[Exercise aim] Collect every line of the records below that contains the string "plant". Letter case matters.

==== Information given

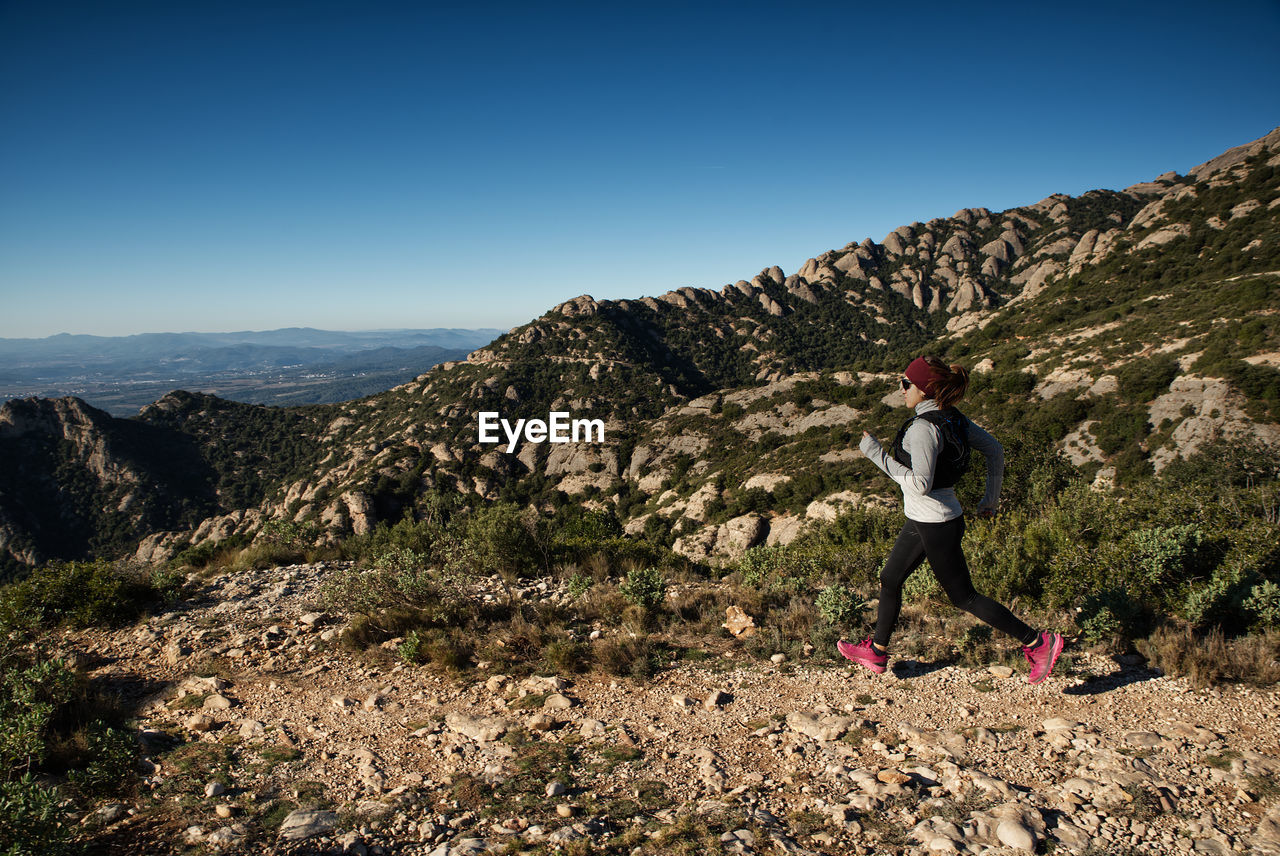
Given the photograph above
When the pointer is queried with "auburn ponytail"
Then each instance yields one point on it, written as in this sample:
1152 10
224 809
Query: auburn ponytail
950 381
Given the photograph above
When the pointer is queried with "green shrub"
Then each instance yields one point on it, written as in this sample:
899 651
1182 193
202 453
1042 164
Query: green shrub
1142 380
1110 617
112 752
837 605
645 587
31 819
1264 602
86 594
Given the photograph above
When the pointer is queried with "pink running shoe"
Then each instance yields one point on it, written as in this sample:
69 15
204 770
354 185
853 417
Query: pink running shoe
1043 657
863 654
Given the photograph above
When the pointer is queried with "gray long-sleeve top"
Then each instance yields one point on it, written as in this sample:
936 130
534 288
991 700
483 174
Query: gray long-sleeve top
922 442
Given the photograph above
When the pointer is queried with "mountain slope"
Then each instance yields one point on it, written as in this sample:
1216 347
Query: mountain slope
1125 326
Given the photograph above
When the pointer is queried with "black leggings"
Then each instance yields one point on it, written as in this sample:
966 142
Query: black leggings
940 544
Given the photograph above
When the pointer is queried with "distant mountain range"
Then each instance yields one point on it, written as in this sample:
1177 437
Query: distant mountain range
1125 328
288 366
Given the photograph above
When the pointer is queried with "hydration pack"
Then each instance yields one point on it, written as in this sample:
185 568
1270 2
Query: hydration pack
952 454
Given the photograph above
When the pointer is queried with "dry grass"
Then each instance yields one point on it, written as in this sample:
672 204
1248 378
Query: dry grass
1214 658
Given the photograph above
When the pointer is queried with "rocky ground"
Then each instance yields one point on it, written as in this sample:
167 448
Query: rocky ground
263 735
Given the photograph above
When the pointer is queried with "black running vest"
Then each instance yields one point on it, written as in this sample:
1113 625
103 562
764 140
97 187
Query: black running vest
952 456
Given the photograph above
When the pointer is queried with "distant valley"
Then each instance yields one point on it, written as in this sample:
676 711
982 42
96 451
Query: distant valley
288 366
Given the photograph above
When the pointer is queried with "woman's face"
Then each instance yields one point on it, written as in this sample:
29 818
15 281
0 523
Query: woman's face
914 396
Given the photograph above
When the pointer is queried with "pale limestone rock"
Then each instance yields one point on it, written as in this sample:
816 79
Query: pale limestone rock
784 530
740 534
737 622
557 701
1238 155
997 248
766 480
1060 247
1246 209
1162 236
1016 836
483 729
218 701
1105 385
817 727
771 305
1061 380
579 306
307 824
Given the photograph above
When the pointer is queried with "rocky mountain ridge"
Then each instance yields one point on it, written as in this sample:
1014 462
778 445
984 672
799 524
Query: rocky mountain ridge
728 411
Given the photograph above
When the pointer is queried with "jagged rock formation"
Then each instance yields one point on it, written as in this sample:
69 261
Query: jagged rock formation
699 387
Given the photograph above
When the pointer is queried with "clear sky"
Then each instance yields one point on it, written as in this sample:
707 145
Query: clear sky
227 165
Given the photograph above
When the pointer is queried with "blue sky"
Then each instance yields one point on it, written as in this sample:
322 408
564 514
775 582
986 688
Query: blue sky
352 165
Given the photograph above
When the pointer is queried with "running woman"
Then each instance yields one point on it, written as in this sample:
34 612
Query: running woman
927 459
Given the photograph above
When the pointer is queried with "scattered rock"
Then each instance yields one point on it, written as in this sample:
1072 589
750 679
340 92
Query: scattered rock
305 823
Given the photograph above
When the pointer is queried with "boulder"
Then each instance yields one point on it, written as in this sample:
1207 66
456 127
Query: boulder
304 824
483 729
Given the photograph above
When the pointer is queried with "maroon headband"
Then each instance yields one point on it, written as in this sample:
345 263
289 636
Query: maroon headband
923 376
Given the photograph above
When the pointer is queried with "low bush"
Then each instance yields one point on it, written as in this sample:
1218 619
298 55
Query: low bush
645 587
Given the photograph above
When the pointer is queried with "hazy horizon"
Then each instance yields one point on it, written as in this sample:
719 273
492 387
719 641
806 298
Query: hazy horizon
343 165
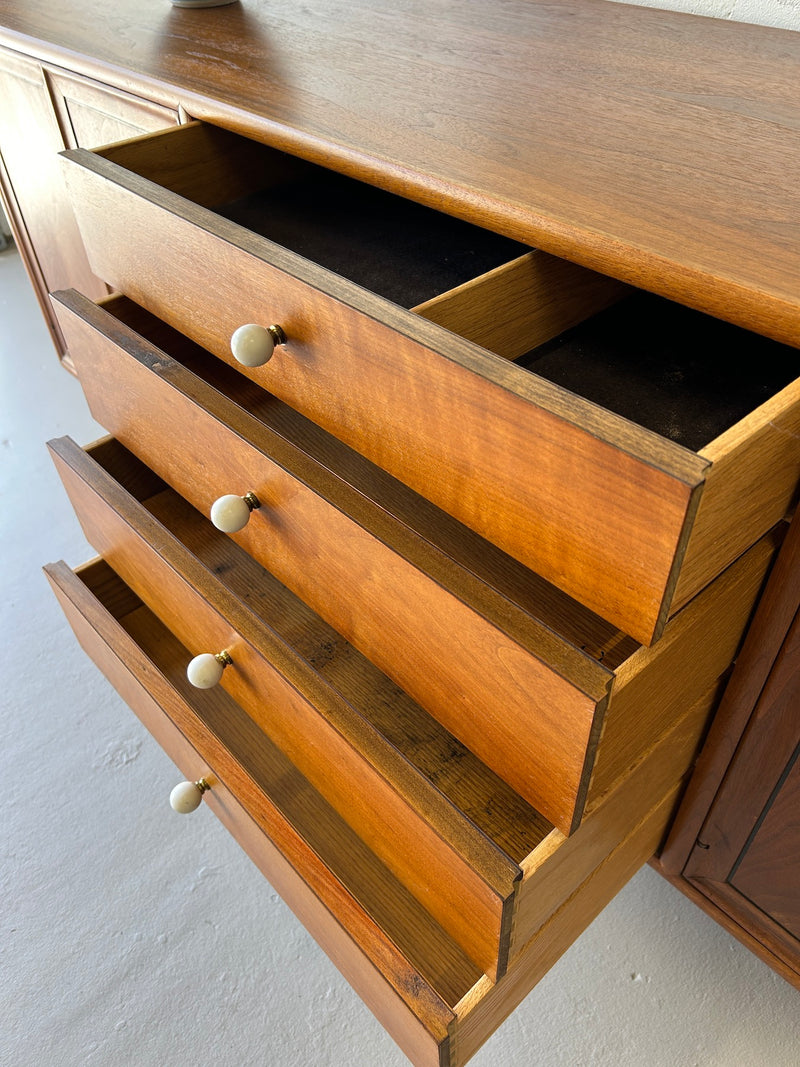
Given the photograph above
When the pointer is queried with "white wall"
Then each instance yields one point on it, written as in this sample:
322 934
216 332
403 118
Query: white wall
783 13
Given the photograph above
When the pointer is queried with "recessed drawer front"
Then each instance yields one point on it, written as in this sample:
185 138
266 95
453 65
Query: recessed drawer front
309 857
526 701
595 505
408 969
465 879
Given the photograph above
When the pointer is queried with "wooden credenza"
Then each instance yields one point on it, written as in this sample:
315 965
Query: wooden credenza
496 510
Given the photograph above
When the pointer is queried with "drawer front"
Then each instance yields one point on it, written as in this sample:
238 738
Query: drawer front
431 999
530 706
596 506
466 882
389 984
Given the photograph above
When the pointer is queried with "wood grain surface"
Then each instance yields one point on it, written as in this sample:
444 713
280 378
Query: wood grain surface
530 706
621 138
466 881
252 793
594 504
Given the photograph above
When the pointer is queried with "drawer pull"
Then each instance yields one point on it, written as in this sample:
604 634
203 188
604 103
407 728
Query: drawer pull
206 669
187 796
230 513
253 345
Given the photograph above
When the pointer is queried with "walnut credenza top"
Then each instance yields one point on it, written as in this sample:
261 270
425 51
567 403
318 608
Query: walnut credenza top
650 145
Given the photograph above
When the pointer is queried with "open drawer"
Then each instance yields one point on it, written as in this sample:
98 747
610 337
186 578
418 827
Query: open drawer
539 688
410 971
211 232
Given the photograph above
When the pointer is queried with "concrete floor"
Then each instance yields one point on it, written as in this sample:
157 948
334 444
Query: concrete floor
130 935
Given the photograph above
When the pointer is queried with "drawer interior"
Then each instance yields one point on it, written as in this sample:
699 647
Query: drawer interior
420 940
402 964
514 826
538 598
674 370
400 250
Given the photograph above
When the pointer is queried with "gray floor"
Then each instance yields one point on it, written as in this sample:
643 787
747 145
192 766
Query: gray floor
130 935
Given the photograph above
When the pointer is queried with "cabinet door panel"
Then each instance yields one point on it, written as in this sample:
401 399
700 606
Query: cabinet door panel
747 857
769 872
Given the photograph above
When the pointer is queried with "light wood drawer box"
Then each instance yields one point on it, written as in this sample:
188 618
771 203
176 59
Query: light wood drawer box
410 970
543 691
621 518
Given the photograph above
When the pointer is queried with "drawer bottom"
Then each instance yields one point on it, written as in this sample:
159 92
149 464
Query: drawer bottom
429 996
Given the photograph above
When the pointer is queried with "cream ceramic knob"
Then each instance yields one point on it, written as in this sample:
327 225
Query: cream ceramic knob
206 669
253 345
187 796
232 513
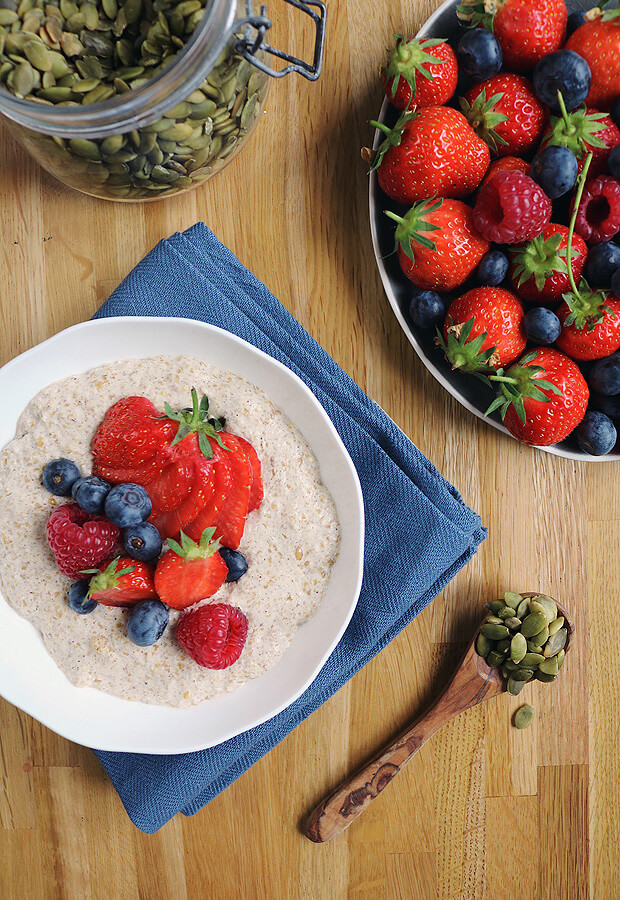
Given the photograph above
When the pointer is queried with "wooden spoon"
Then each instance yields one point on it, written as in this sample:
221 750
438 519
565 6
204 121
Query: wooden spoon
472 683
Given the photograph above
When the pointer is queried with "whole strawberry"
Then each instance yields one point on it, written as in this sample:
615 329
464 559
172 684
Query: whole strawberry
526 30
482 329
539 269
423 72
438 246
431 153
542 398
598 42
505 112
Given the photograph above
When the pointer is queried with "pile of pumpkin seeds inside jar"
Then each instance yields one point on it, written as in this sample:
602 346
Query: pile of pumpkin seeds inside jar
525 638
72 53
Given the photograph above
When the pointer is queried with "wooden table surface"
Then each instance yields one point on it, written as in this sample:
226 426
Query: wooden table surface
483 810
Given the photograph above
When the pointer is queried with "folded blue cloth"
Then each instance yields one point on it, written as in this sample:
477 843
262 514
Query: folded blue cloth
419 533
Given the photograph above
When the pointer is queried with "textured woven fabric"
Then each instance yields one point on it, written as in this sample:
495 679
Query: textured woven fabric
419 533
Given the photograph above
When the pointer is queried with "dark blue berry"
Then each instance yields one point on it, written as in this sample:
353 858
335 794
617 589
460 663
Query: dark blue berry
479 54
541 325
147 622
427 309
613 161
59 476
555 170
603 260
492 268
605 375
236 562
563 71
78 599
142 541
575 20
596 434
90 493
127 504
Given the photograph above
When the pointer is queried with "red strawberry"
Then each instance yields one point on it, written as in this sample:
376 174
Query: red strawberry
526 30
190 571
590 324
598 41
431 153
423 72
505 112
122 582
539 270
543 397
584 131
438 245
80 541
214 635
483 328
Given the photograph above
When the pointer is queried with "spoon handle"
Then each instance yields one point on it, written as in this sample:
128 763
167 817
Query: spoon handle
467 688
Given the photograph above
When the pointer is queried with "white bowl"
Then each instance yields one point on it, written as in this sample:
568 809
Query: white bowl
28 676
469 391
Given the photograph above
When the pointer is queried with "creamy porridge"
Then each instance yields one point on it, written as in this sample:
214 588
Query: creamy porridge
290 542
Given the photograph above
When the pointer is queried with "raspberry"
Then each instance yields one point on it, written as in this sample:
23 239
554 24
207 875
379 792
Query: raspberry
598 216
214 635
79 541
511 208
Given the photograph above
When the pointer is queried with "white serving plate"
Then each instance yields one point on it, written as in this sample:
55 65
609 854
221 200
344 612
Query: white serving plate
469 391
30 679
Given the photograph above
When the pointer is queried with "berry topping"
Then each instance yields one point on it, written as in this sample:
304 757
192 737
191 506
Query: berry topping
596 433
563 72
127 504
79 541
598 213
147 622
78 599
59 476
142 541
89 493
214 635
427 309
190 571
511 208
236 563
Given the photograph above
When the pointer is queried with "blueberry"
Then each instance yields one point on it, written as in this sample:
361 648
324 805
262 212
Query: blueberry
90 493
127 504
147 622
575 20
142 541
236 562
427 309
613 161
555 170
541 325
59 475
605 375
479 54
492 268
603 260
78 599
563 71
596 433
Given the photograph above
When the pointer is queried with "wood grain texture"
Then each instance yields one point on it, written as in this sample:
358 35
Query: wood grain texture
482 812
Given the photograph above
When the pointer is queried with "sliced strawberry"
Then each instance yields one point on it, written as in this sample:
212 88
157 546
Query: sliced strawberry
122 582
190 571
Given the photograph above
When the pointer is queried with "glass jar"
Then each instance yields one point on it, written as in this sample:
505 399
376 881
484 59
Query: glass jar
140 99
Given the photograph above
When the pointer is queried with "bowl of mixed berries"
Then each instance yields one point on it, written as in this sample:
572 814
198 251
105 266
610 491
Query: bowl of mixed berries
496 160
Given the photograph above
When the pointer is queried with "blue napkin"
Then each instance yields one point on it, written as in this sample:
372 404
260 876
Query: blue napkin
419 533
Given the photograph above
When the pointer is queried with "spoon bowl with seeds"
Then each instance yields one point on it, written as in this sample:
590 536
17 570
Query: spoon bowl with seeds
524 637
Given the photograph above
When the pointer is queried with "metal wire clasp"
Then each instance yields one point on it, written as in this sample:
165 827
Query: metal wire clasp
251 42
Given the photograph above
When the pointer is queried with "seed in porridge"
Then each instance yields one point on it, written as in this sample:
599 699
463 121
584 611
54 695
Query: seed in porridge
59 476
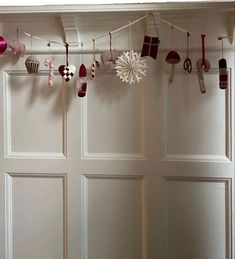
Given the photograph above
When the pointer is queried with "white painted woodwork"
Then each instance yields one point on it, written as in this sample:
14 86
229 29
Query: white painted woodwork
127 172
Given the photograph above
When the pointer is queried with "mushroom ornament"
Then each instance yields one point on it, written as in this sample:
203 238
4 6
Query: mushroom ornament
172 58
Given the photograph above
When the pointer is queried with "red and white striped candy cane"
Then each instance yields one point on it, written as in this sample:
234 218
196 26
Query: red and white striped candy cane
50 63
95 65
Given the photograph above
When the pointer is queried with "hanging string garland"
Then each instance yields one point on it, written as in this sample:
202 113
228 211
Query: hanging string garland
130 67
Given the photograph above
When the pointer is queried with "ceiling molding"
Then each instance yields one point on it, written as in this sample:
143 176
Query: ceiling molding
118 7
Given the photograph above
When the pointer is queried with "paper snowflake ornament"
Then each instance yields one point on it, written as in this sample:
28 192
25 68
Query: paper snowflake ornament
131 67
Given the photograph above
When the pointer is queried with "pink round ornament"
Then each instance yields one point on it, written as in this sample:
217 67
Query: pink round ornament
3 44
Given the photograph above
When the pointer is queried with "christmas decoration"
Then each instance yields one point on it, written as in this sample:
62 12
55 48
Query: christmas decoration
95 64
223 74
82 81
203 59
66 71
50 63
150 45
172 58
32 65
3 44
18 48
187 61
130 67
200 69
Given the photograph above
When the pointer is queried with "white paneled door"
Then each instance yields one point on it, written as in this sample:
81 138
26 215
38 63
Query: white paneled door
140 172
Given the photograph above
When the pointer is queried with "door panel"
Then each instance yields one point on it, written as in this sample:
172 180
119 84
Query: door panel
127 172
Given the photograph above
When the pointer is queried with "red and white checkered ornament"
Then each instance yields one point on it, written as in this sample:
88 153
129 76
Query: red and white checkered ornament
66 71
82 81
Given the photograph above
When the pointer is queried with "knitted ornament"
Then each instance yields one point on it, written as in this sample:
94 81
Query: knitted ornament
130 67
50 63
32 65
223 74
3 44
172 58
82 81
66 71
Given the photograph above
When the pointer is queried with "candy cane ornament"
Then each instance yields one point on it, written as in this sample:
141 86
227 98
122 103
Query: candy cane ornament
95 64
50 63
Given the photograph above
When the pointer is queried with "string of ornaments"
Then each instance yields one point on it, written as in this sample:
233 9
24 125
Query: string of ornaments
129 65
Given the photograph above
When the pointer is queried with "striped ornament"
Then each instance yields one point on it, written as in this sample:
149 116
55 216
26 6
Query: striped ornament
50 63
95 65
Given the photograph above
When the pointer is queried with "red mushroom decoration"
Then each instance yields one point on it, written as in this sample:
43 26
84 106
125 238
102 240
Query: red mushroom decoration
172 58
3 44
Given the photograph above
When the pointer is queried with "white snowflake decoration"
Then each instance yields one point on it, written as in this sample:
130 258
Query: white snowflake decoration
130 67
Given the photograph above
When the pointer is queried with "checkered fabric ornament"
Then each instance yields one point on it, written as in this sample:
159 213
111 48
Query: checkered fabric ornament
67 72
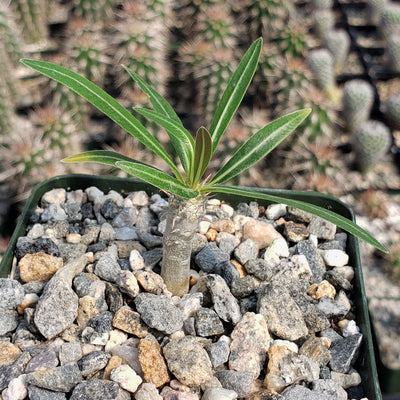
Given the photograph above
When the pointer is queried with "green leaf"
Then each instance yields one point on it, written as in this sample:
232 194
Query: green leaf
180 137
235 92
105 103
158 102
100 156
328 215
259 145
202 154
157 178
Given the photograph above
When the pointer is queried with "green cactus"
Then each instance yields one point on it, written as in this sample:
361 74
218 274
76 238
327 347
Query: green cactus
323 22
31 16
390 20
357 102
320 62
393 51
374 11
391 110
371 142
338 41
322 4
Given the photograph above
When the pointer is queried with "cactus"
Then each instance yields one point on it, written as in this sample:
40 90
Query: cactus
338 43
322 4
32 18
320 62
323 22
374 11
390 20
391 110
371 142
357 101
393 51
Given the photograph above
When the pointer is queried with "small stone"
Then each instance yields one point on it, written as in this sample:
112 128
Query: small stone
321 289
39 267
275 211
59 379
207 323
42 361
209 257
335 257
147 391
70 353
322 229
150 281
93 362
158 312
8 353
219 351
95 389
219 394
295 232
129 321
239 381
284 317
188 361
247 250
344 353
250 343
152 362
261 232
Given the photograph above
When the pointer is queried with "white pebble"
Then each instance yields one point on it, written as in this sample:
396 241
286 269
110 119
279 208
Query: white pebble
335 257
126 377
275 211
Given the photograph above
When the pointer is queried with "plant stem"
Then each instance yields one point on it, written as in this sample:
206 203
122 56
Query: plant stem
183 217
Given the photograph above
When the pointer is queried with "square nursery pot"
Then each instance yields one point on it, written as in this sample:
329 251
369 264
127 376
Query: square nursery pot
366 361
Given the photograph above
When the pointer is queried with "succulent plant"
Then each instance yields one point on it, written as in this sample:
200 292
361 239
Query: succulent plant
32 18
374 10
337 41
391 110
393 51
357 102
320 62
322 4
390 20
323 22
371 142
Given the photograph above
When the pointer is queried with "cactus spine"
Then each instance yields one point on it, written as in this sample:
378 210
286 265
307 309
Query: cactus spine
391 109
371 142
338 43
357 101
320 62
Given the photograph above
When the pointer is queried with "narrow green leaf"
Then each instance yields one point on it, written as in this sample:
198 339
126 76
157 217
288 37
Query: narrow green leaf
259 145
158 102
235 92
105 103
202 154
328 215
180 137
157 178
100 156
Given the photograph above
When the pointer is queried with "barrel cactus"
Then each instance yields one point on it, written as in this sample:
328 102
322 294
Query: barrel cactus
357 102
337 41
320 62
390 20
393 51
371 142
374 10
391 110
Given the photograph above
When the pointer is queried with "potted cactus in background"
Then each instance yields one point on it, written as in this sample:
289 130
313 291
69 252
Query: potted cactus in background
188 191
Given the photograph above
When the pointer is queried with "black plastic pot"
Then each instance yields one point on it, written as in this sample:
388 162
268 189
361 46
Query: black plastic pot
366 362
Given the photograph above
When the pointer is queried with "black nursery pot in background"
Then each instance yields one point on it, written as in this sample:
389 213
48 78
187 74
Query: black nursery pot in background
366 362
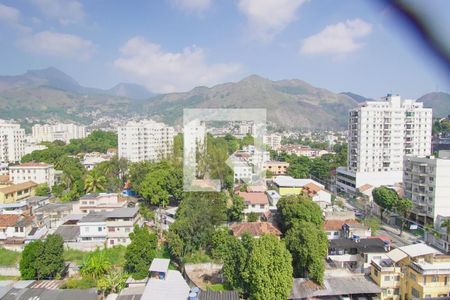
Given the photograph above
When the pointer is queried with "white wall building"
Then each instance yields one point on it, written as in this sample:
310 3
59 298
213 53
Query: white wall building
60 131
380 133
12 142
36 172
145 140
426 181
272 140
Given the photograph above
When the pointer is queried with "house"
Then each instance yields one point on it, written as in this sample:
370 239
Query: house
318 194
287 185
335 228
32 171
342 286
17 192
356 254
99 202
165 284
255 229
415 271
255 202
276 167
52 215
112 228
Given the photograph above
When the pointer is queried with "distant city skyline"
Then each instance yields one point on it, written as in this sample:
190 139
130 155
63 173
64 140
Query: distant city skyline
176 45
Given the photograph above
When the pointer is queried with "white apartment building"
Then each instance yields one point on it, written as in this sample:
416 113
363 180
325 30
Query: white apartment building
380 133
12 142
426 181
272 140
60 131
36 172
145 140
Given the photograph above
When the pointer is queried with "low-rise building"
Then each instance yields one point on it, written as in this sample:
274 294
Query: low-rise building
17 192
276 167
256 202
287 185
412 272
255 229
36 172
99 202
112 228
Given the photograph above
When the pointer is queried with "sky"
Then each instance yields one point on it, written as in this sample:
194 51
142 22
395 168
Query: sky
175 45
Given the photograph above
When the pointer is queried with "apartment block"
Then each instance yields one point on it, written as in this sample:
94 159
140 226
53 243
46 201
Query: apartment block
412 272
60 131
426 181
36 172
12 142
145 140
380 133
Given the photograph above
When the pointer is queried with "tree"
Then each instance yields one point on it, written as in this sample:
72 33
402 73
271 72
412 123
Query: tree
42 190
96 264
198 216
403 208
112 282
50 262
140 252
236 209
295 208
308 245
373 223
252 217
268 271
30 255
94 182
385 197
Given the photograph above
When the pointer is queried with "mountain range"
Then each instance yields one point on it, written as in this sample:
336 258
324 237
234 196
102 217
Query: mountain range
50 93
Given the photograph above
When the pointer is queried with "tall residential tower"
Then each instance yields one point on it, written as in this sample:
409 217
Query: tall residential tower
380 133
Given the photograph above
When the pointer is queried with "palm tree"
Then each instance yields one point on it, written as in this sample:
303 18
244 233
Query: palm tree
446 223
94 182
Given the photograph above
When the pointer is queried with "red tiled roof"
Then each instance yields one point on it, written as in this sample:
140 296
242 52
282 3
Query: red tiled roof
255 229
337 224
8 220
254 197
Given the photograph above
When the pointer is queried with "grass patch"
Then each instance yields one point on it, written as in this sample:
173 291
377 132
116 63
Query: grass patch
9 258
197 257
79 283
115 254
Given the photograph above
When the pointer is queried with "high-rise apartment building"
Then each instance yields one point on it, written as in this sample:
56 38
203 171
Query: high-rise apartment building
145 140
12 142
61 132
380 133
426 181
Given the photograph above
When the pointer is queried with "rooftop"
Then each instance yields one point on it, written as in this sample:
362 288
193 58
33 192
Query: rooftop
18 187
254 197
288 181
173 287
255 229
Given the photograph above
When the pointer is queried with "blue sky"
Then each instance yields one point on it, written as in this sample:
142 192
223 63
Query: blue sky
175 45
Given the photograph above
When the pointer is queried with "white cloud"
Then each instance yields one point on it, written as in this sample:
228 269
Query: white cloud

========

[Solution for this problem]
When the pointer is queried with "plant stem"
Query: plant stem
When the pointer is queried with "succulent plant"
Query: succulent plant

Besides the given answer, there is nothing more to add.